▶ [Work to complete]
a. Return the passage from the sustainability lecture excerpt that starts at the words "Allan Hammond, June" and stops after "for moving forth.", copied word for word.
b. In one to three sentences, explain why the sustainability lecture excerpt says new thinking, wisdom, and consciousness are needed.

(Source passage Opens)

Allan Hammond, June 2002
Portland Illahee Lecture


How might we develop a perspective on the magnitude and urgency of the transformations necessary to achieve sustainability so that we are energized rather than paralyzed?

The following construct, ‘Epochs of Sustainability: The Curve of Hope' is the basis for this Section's writing:



[Click Here to View Picture]

Before looking at the details of the chart, it is important to note that the transformation on which we are focusing is the most significant in human existence - from the Cenezoic to the Ecozoic Era. Clearly new thinking, wisdom, and consciousness are in order. We are inOO_VI-1_2009-02-24 uncharted waters, and we must apply a degree of mutuality to everything we do at an order of magnitude never before experienced. The chapters in this section offer only the most rudimentary of ideas for moving forth.

(Source passage Closes)
(Exercise data Opens)

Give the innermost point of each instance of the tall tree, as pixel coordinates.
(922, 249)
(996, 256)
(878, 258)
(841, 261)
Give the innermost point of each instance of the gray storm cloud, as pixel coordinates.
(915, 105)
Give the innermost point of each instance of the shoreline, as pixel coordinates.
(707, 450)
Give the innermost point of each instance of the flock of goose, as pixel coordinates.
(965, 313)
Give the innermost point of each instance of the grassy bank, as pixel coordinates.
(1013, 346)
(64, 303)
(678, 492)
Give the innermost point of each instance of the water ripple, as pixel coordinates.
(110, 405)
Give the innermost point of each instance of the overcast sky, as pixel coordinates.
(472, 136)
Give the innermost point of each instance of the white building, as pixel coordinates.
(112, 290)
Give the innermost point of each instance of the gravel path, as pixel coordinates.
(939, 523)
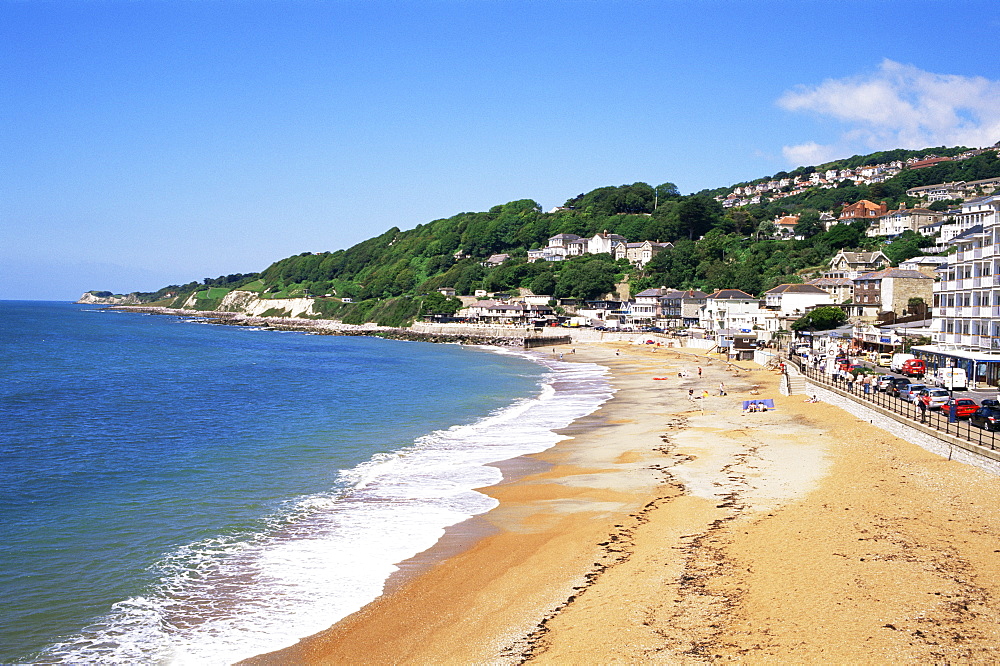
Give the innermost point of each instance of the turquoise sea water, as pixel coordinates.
(176, 492)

(Exercise data Closes)

▶ [Answers for the tasks]
a.
Allan Hammond, June 2002
Portland Illahee Lecture


How might we develop a perspective on the magnitude and urgency of the transformations necessary to achieve sustainability so that we are energized rather than paralyzed?

The following construct, ‘Epochs of Sustainability: The Curve of Hope' is the basis for this Section's writing:



[Click Here to View Picture]

Before looking at the details of the chart, it is important to note that the transformation on which we are focusing is the most significant in human existence - from the Cenezoic to the Ecozoic Era. Clearly new thinking, wisdom, and consciousness are in order. We are inOO_VI-1_2009-02-24 uncharted waters, and we must apply a degree of mutuality to everything we do at an order of magnitude never before experienced. The chapters in this section offer only the most rudimentary of ideas for moving forth.

b. They are needed because the transformation being focused on is the most significant in human existence. It is the change into what the text calls the Ecozoic Era.